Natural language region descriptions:
┌────────
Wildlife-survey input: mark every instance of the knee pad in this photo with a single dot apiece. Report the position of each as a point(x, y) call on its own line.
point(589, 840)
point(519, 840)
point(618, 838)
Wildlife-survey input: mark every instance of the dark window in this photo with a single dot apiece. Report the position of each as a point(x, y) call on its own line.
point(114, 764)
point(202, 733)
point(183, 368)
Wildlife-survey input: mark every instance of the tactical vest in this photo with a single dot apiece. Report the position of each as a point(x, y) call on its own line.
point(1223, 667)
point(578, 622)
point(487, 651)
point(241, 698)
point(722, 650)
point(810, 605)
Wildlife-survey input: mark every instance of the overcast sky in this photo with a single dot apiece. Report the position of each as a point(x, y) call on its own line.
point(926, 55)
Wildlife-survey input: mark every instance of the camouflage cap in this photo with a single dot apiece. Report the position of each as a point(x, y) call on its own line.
└────────
Task to complete. Transcribe the data above verbatim.

Solved problem.
Wildlife-survey input: mark every instance of the knee pad in this photo with a single dot apiece. Report the position of each as a point(x, y) call on its own line.
point(589, 840)
point(519, 840)
point(618, 838)
Wildlife-survey input: mark every instance of the dark window in this photo with a single dot apiece. Report the position of each as a point(x, y) call on its own line.
point(114, 764)
point(202, 733)
point(183, 368)
Wildlife-survey input: mark every instance of the tactical vest in this photo with a single dot apiece. Report the position of each as a point(x, y) call on its own line.
point(1223, 667)
point(578, 622)
point(487, 651)
point(241, 698)
point(722, 650)
point(810, 605)
Wildlife-survey input: mark every instance of the overcast sky in this photo with a single dot apiece. Report the position of each as a point(x, y) call on its own line.
point(926, 55)
Wildlife-survey input: mark every instance of the camouflage cap in this photo with a single dot apiece. Report the position of each as a point(x, y) call on its own line.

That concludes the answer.